▸ Text under study
In the case of a high pressure alternating current plant of considerable size, the bus bars oil switches, and the current and pressure transformers are generally mounted either in stoneware cells, or built on a framework in a space guarded by expanded metal walls, and no high pressure apparatus of any sort is brought on to the panels themselves.

=Feeder Panel.=--The indicating and control apparatus for a feeder circuit is assembled on a panel called the feeder panel.

The most common equipment in the case of a direct current feeder panel comprises an ammeter, a double pole switch, and double pole fuses or instead of the fuses, a circuit breaker on one or both poles; in the case of a traction feeder a choke coil and a lightning arrester are often added.

The equipment of a typical high pressure three phase feeder panel is an ammeter (sometimes three ammeters, one in each phase) operated by a current transformer, and oil break switch with two overload release coils, or three if the neutral of the circuit be earthed, the releases being operated by current transformers.

The switch when on a large system is often in a cell some distance behind the panel, and is then controlled by a system of levers, or by a small motor which is started and stopped by a throw over switch on the panel, in which case there is generally a lamp or lamps on the panel to show whether the switch is open or closed.

Air brake switches or links are placed between the bus bars and the oil switch to allow of the latter being isolated for inspection purposes, and as a general rule no apparatus carrying high pressure current is allowed on the front of the panel. With both direct and alternating current feeders, a watthour meter is often added to show the total consumption of the circuit.

▸ Exercise data

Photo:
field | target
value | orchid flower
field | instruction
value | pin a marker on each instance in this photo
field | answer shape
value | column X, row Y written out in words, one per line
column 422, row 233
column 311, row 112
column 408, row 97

--

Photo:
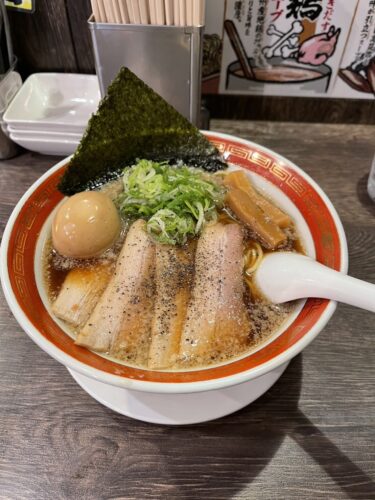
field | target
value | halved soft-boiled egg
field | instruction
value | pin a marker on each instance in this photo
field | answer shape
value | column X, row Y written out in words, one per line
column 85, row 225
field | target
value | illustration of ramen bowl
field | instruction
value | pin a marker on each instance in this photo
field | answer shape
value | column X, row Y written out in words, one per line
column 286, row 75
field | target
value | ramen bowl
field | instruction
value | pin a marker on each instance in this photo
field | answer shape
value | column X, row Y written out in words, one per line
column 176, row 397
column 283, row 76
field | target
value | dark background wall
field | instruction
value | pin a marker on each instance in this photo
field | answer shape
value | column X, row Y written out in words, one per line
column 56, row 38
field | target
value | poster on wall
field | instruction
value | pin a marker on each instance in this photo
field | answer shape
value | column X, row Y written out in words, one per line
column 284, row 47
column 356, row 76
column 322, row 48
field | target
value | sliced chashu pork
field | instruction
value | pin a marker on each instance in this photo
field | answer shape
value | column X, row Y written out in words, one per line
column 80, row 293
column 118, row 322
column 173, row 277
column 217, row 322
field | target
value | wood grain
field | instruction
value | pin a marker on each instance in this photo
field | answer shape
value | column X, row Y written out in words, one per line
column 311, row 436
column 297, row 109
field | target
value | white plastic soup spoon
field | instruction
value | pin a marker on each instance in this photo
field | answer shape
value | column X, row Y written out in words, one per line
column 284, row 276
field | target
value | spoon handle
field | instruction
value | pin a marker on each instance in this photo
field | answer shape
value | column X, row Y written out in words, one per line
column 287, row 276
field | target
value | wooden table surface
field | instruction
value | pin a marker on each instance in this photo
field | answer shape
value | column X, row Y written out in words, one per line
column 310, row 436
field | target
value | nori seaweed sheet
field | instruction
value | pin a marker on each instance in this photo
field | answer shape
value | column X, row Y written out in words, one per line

▸ Requirement A
In the passage on feeder panels, condense the paragraph that begins "The most common equipment" into a short list that keeps all the equipment it names.
▸ Requirement B
According to the passage on feeder panels, what is placed between the bus bars and the oil switch, and why?

▸ Answer A
Direct current feeder panel, usual equipment:
- an ammeter
- a double pole switch
- double pole fuses, or instead a circuit breaker on one or both poles

For a traction feeder, a choke coil and a lightning arrester are often added.

▸ Answer B
Air brake switches or links are placed there so that the oil switch can be isolated for inspection.